* **About this exercise**:
In the essay about raising Shady, how old was Shady when the writer began raising him?

* **Page extract**:
_ _ _ _

Shady is 23 years old. Isn't he handsome? I didn't give birth to him, so I can't take credit for his great looks. However, I did raise him from the time he was 5 years old. He is my son. I chose him. I chose to marry a man who had a five-year-old active little boy, when I had no such baggage. Yes, I say baggage, because of course, the 5 year-old son came along with an ex-wife, which almost always adds a little drama to a relationship. Actually, I admired the fact that my then boyfriend, had risen to the challenge of being the custodial parent. How many men do you know who fight for and win custody of their children? He must be a good guy right?
I was there for every important moment of his childhood. I was there to nurse him through asthma, the flu, scraped knees, a broken arm and a dislocated shoulder. I was there for homework, last minute projects, talent shows, basketball and football practices and games. I was there for the first broken heart in 5th grade when he couldn't stop crying for hours. I was there for the second broken heart in high school when the older girl totally dissed him after her first semester in college. I saw it coming a mile away, but it was still painful to watch.
I was there when he crashed my brand new car into the side of the house when he was trying to hide his girlfriend's car in our garage, so that her crazy mother wouldn't know she was at our house. I was there when he got arrested for pure stupidity. I was there when we payed the lawyer to prove that he hadn't done anything illegal...just stupid. This was at expense of the new kitchen floor that I was about to get, until we spent the money on his freedom.
I was there at graduation from high school and for the first year at the University that we paid dearly for, only to find out later that our money had been waisted. After football season was over, he barely went to class. Instead he stayed up all night playing video games and chasing skirts (very short, skanky, skirts).
We were there to buy the first car that was hit and damaged beyond repair. We were there to help buy the second car, so that he could get to work and to the community college, to make up for the classes he failed at the university.
I was there to say good-bye as he went off to boot camp when he joined the Army National Guard, after his dad had walked him through the process of joining the Air Force. I was very proud as he finished boot camp and started over again as an ROTC student at another local university.

_ _ _ _

* **Material supplied**:
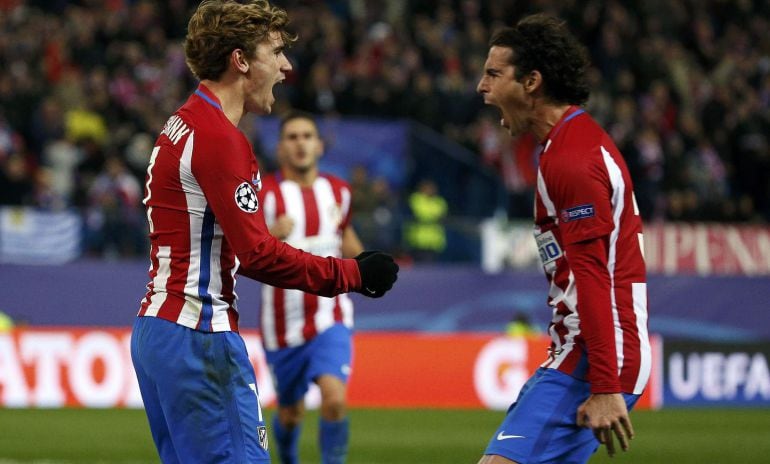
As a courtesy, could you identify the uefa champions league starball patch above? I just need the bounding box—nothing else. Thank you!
[257,425,267,451]
[235,182,259,213]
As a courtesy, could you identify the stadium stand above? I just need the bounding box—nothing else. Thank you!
[0,0,770,256]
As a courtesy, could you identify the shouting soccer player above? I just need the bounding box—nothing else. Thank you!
[259,113,356,464]
[478,15,650,464]
[131,0,398,464]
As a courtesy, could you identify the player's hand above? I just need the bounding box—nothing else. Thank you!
[270,214,294,240]
[577,393,634,456]
[355,251,398,298]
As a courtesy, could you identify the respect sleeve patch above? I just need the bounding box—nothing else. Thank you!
[560,203,596,223]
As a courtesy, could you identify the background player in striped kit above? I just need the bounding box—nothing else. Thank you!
[478,15,651,464]
[131,0,398,464]
[259,113,363,464]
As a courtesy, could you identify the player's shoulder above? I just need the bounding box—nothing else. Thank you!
[261,172,281,191]
[318,172,350,190]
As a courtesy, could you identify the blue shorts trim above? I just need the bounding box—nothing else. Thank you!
[131,317,270,464]
[265,324,353,406]
[484,367,639,464]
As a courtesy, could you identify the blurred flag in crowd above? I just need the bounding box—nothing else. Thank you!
[0,207,82,264]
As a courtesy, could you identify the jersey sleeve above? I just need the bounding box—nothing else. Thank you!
[549,153,614,245]
[192,133,361,296]
[565,237,621,393]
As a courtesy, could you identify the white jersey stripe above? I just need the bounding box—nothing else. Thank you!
[313,296,336,327]
[283,290,305,346]
[261,175,353,350]
[537,168,559,220]
[281,182,307,243]
[177,132,206,328]
[601,147,626,375]
[145,246,171,316]
[260,284,280,348]
[631,283,652,395]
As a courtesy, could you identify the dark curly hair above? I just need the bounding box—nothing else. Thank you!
[489,14,590,105]
[184,0,297,80]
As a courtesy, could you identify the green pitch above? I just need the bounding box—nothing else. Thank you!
[0,409,770,464]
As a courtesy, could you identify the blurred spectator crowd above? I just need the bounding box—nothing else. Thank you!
[0,0,770,256]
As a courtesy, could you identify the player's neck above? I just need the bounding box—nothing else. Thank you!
[531,104,571,142]
[281,168,318,187]
[201,79,244,127]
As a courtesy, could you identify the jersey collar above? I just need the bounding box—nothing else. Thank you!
[195,84,222,111]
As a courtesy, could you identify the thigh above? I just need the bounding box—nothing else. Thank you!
[484,368,599,463]
[308,324,353,384]
[265,344,310,407]
[131,318,269,463]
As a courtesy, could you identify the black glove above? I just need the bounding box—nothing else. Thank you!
[356,251,398,298]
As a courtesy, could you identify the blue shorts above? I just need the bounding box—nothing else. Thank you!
[265,324,353,406]
[131,317,270,464]
[484,367,639,464]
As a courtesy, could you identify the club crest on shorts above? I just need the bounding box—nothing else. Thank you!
[235,182,259,213]
[257,425,267,451]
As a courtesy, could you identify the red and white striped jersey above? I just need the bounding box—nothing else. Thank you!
[534,107,651,394]
[259,174,353,350]
[139,85,361,332]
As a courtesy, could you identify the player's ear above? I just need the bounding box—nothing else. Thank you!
[230,48,249,73]
[524,69,543,94]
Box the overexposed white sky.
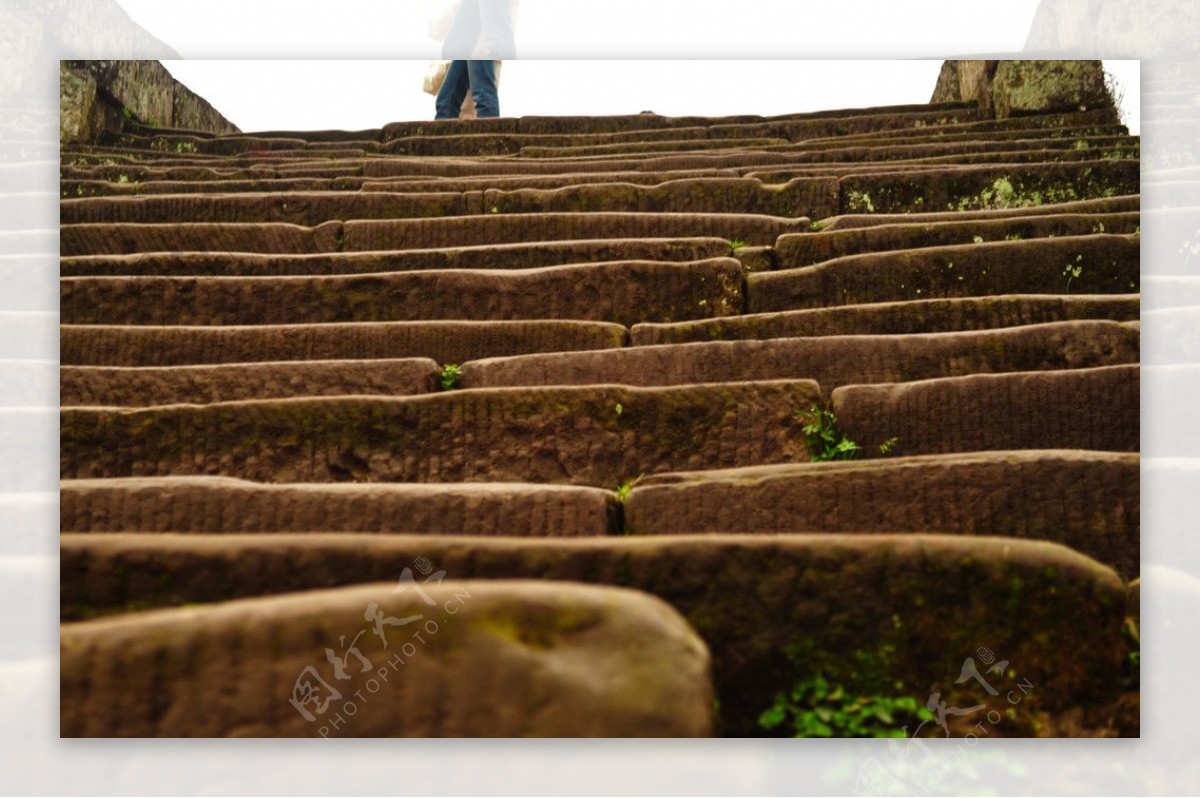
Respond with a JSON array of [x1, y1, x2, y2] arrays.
[[108, 0, 1139, 132]]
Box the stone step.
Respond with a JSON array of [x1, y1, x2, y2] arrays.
[[59, 222, 346, 257], [59, 581, 713, 738], [59, 238, 730, 277], [61, 534, 1126, 736], [59, 212, 810, 257], [59, 476, 620, 538], [59, 322, 628, 366], [59, 359, 439, 407], [59, 175, 345, 195], [775, 211, 1141, 269], [461, 320, 1139, 398], [383, 126, 734, 157], [841, 160, 1141, 214], [60, 380, 820, 490], [59, 158, 367, 180], [344, 211, 810, 252], [746, 234, 1141, 313], [484, 178, 839, 218], [630, 292, 1137, 347], [60, 191, 468, 227], [753, 134, 1139, 163], [60, 258, 743, 325], [376, 103, 970, 142], [793, 108, 1129, 146], [833, 361, 1140, 456], [624, 444, 1141, 580], [814, 194, 1141, 232], [60, 178, 839, 227], [736, 149, 1140, 184]]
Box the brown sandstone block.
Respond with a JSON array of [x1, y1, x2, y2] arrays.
[[60, 380, 818, 488], [453, 322, 1139, 396], [59, 238, 730, 277], [630, 292, 1141, 347], [59, 476, 617, 538], [624, 451, 1141, 578], [746, 234, 1141, 313], [61, 534, 1126, 736], [833, 364, 1140, 456], [59, 322, 628, 366], [59, 222, 343, 257], [60, 581, 713, 738], [59, 191, 479, 227], [775, 211, 1141, 269], [59, 359, 438, 407], [60, 258, 743, 325], [344, 211, 809, 252]]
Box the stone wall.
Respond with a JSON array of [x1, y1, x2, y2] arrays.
[[930, 60, 1114, 119], [59, 61, 240, 142]]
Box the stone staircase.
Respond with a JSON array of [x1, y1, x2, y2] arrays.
[[60, 96, 1140, 737]]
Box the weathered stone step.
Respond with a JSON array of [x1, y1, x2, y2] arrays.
[[624, 451, 1141, 580], [59, 176, 345, 199], [630, 292, 1137, 347], [800, 108, 1129, 146], [746, 234, 1141, 313], [60, 176, 838, 226], [814, 194, 1141, 232], [60, 258, 743, 325], [59, 359, 438, 407], [59, 212, 810, 257], [770, 133, 1139, 163], [60, 380, 820, 488], [841, 160, 1141, 214], [59, 322, 628, 366], [59, 191, 470, 227], [775, 211, 1141, 269], [484, 178, 839, 218], [376, 103, 966, 142], [59, 222, 346, 257], [59, 158, 367, 180], [520, 138, 787, 158], [462, 322, 1139, 396], [59, 476, 614, 538], [344, 211, 810, 252], [60, 238, 730, 277], [362, 169, 740, 192], [383, 126, 724, 157], [61, 534, 1126, 736], [737, 149, 1140, 182], [833, 362, 1140, 456], [59, 571, 713, 738]]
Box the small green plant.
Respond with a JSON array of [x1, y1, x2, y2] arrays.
[[438, 362, 462, 391], [796, 404, 862, 462], [617, 474, 644, 504], [758, 674, 934, 737], [796, 404, 900, 463]]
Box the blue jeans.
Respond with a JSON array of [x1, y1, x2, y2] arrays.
[[434, 61, 500, 119]]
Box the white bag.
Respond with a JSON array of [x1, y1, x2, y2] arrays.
[[424, 61, 450, 96]]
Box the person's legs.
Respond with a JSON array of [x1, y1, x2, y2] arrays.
[[466, 60, 500, 119], [434, 61, 468, 119]]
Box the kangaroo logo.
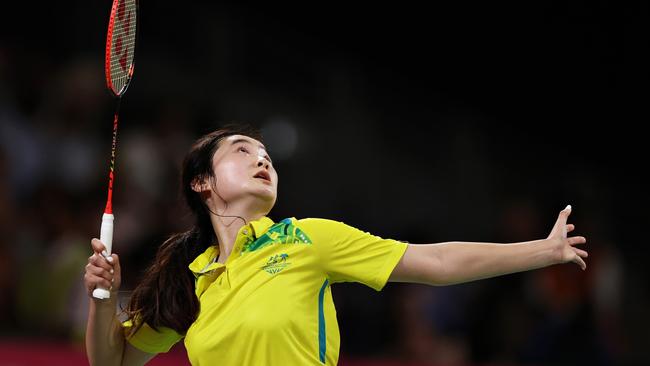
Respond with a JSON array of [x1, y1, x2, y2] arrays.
[[261, 253, 291, 275]]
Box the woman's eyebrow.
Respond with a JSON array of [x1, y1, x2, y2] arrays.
[[230, 138, 266, 150]]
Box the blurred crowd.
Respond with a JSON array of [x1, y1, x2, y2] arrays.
[[0, 1, 650, 365]]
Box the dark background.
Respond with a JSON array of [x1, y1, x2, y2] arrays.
[[0, 1, 650, 365]]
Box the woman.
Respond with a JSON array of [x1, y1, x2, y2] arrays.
[[85, 125, 587, 366]]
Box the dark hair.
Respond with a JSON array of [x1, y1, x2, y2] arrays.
[[125, 124, 262, 335]]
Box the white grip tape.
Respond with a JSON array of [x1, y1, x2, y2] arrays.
[[93, 213, 114, 299]]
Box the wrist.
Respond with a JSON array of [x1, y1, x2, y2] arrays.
[[542, 238, 562, 266]]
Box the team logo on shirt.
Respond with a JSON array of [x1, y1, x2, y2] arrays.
[[240, 219, 311, 255], [262, 253, 291, 275]]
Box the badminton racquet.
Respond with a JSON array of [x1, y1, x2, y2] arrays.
[[93, 0, 138, 299]]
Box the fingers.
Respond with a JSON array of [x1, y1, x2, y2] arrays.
[[84, 239, 121, 296], [573, 248, 589, 258], [573, 255, 587, 271], [84, 273, 112, 297]]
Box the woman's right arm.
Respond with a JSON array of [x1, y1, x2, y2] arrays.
[[84, 239, 155, 366]]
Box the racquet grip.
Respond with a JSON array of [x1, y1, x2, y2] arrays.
[[93, 213, 114, 299]]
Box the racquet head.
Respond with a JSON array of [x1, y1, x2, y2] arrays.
[[105, 0, 138, 98]]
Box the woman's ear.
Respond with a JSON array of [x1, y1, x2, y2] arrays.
[[192, 176, 208, 193]]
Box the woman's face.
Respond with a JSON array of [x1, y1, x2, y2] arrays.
[[211, 135, 278, 213]]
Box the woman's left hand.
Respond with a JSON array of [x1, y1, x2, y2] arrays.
[[548, 205, 589, 271]]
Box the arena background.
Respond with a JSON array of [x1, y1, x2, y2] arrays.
[[0, 0, 650, 365]]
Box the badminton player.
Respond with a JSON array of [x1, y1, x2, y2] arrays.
[[85, 125, 587, 366]]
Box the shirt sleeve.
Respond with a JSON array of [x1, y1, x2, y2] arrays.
[[305, 219, 408, 291], [122, 320, 183, 354]]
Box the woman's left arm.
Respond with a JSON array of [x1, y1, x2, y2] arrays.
[[389, 206, 587, 286]]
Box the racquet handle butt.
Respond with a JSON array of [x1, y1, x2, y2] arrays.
[[99, 213, 114, 255], [93, 213, 115, 299], [93, 288, 111, 300]]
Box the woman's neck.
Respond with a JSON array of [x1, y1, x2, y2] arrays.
[[210, 200, 264, 263]]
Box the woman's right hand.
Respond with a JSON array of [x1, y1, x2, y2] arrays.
[[84, 238, 122, 299]]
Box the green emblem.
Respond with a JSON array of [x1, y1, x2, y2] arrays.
[[241, 218, 311, 254], [262, 253, 291, 274]]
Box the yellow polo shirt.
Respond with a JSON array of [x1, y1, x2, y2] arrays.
[[125, 217, 407, 366]]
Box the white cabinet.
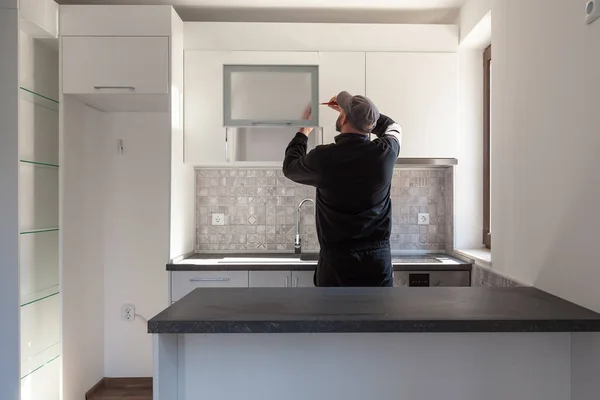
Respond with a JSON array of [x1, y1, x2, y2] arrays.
[[292, 271, 315, 287], [250, 271, 291, 287], [223, 65, 319, 127], [319, 52, 365, 144], [62, 37, 169, 111], [184, 51, 229, 164], [184, 50, 319, 165], [366, 53, 458, 157], [171, 271, 248, 301]]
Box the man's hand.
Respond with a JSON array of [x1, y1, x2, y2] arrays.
[[328, 96, 342, 112], [298, 105, 313, 136]]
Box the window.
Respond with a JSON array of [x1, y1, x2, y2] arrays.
[[483, 46, 492, 249]]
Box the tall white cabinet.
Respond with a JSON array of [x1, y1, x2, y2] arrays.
[[18, 1, 61, 400], [59, 6, 195, 400]]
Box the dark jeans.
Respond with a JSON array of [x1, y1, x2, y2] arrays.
[[314, 245, 394, 287]]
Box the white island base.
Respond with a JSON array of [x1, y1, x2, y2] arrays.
[[154, 333, 600, 400]]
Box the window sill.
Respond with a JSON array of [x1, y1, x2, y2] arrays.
[[454, 248, 492, 268]]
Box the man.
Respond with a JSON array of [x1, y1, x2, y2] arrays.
[[283, 92, 402, 286]]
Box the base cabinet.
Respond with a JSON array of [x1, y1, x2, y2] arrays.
[[171, 271, 315, 303]]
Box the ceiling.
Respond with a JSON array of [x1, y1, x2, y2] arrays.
[[56, 0, 465, 24]]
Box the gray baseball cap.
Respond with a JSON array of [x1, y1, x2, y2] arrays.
[[336, 91, 379, 132]]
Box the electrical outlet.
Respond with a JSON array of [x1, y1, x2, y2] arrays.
[[213, 214, 225, 226], [121, 304, 135, 321]]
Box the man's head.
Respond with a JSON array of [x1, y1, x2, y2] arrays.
[[335, 92, 379, 134]]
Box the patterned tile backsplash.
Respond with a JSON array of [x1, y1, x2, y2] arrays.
[[196, 168, 453, 252]]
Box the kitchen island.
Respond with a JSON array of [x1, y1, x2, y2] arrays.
[[148, 288, 600, 400]]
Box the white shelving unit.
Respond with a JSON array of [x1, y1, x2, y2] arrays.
[[19, 27, 61, 400]]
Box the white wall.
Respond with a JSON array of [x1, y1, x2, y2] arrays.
[[459, 0, 492, 42], [492, 0, 600, 311], [103, 113, 171, 377], [60, 96, 108, 400], [454, 49, 483, 250], [0, 5, 20, 400], [454, 0, 492, 250], [184, 22, 458, 52], [170, 10, 196, 259]]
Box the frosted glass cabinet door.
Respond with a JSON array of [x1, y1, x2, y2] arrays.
[[224, 65, 319, 126]]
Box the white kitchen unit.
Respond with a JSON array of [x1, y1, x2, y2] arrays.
[[62, 36, 169, 111], [18, 0, 61, 400], [249, 271, 292, 287], [319, 51, 366, 144], [148, 288, 600, 400], [60, 6, 194, 399], [223, 64, 319, 127], [232, 126, 322, 165], [366, 52, 458, 158], [62, 37, 169, 94], [171, 270, 315, 303], [292, 271, 315, 287]]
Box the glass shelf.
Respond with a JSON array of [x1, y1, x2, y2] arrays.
[[19, 86, 59, 111], [21, 228, 58, 235], [21, 285, 60, 307], [21, 342, 60, 379], [19, 160, 58, 168]]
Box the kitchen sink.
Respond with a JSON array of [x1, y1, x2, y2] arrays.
[[218, 253, 319, 264]]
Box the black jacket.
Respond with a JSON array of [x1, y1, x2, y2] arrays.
[[283, 115, 402, 250]]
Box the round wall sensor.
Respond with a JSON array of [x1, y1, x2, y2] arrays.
[[585, 1, 594, 15]]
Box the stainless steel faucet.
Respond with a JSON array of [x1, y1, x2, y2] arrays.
[[294, 199, 316, 254]]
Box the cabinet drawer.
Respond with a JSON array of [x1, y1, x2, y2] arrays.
[[292, 271, 315, 287], [63, 37, 169, 94], [171, 271, 248, 301], [250, 271, 291, 287]]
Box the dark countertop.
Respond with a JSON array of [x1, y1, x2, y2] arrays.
[[148, 288, 600, 333], [167, 253, 473, 271]]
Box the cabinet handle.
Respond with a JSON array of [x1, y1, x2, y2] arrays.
[[225, 128, 229, 162], [94, 86, 135, 90], [252, 121, 292, 126], [190, 278, 229, 282]]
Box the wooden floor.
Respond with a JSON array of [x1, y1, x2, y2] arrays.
[[86, 378, 152, 400]]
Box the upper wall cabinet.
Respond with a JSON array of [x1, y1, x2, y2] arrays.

_ _ _ _

* **Task result**:
He was 5 years old.